→ EXERCISE DETAILS
Pick out every line in the records below that contains the word "white", and copy each of those lines.

--------

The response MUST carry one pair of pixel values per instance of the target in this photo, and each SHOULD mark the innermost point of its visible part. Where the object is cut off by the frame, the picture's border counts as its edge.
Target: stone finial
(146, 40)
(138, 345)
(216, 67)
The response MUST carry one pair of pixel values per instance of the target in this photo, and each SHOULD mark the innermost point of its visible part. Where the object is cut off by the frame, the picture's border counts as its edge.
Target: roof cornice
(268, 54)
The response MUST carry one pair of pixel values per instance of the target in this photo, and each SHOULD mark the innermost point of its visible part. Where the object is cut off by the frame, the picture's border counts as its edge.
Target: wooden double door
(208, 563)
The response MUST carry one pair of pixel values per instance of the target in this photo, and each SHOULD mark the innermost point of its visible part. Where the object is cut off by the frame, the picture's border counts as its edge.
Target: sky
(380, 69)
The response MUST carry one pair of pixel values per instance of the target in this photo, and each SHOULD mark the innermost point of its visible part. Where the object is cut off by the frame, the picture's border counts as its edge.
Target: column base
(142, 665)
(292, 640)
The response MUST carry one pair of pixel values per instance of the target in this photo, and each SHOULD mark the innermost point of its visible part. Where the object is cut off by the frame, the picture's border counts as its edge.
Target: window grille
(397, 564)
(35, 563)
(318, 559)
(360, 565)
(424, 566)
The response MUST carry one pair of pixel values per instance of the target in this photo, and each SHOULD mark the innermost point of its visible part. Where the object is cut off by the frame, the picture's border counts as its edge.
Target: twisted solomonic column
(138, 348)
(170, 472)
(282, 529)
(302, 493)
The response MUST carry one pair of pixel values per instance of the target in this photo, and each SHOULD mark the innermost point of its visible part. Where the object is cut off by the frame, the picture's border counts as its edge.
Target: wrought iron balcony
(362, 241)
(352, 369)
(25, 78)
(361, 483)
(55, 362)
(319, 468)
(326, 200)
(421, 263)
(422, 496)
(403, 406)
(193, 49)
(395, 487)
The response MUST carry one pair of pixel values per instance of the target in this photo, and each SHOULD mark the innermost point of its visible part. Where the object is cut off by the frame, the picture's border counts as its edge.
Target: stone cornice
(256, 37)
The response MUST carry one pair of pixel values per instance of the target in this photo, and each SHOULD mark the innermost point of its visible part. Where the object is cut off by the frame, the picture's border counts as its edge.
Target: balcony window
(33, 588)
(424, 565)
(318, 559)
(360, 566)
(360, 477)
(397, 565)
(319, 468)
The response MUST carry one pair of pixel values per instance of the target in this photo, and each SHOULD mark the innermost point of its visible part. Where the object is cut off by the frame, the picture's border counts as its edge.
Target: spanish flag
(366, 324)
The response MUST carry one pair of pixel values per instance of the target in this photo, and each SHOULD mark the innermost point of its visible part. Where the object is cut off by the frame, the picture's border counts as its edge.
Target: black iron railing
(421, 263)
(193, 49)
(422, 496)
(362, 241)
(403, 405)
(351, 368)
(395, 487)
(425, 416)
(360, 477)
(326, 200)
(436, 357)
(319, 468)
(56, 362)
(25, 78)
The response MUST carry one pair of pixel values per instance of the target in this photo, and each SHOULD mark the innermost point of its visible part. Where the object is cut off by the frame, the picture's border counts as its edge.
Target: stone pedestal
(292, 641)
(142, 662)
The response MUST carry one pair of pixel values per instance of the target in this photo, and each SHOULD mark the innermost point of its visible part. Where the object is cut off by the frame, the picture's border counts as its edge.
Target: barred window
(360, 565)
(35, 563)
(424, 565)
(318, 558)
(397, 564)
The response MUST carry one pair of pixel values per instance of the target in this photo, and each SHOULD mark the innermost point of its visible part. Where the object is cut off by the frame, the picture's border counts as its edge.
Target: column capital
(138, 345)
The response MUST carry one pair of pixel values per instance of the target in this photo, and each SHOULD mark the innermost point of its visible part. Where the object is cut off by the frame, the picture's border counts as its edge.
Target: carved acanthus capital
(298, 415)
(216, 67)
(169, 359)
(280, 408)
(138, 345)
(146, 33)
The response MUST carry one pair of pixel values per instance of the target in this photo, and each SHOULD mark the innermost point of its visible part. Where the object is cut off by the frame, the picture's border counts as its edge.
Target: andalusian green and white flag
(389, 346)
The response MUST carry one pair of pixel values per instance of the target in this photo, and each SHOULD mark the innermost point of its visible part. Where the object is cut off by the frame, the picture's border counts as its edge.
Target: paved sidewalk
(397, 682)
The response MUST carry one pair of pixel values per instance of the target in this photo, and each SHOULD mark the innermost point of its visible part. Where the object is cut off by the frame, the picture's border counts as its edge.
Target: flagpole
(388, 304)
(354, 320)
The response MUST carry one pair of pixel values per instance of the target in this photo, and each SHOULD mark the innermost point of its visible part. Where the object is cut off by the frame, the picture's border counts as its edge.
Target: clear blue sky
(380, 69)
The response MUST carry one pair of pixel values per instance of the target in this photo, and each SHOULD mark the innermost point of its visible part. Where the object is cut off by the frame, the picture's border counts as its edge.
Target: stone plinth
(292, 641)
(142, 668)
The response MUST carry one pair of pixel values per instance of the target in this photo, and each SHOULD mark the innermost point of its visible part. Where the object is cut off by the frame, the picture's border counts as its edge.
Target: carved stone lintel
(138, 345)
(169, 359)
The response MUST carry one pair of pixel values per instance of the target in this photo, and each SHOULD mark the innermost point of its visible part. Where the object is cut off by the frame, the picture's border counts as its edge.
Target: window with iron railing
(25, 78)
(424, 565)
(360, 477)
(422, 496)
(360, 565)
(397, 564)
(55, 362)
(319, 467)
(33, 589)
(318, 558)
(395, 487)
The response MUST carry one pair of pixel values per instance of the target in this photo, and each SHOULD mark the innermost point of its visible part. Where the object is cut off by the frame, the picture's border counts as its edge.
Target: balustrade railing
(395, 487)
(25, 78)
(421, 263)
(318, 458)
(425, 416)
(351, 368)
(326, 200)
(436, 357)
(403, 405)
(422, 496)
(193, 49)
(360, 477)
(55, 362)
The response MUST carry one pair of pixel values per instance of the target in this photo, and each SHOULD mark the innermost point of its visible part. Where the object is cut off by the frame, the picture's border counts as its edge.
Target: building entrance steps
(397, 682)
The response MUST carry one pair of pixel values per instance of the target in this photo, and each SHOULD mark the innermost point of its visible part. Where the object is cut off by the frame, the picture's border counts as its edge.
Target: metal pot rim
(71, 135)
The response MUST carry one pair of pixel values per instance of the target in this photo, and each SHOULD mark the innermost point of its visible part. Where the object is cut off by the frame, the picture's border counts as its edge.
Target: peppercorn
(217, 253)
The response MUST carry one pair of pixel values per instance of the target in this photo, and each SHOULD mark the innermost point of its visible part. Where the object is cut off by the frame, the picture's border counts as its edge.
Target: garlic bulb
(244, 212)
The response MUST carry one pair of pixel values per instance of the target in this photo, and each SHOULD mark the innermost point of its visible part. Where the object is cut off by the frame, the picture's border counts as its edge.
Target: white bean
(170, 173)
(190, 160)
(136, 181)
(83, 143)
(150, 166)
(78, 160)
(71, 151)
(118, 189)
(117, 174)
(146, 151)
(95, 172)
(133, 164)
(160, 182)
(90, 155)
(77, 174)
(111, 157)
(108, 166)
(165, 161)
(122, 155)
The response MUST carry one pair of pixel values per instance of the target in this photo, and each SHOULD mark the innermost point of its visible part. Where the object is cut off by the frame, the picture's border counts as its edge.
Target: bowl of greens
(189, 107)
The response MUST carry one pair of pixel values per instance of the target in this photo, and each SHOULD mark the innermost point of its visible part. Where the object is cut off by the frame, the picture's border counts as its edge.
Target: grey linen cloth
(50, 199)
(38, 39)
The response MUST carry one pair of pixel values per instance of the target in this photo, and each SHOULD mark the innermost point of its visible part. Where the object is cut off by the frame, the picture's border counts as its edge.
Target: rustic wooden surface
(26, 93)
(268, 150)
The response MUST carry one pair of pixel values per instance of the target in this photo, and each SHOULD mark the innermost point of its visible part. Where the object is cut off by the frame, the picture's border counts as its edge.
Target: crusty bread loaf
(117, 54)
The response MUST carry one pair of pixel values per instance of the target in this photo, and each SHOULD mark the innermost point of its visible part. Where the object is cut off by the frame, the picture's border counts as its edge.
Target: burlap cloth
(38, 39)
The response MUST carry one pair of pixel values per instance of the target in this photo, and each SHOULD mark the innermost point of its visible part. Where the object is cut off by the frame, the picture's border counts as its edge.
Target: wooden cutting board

--------

→ FINAL ANSWER
Target: andalusian green and white flag
Target: white bean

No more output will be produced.